(Available records Opens)

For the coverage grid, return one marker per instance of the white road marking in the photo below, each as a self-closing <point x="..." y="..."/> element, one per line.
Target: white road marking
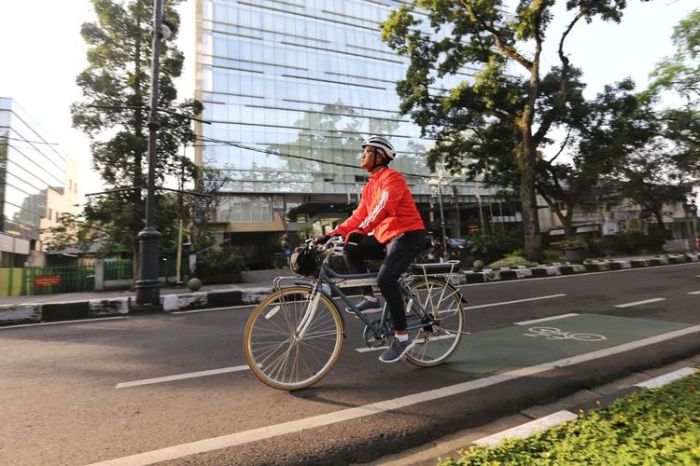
<point x="211" y="309"/>
<point x="545" y="319"/>
<point x="298" y="425"/>
<point x="64" y="322"/>
<point x="526" y="430"/>
<point x="666" y="378"/>
<point x="367" y="350"/>
<point x="188" y="375"/>
<point x="481" y="306"/>
<point x="638" y="303"/>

(Available records Closes)

What to do: Copy all records exactly, no images.

Finished task:
For the coverage grid, return one marker per instance of the white road marking in the photo below, each as a self-closing <point x="..." y="..."/> element, one per line.
Target: white road marking
<point x="211" y="309"/>
<point x="545" y="319"/>
<point x="298" y="425"/>
<point x="64" y="322"/>
<point x="526" y="430"/>
<point x="666" y="378"/>
<point x="367" y="350"/>
<point x="188" y="375"/>
<point x="481" y="306"/>
<point x="638" y="303"/>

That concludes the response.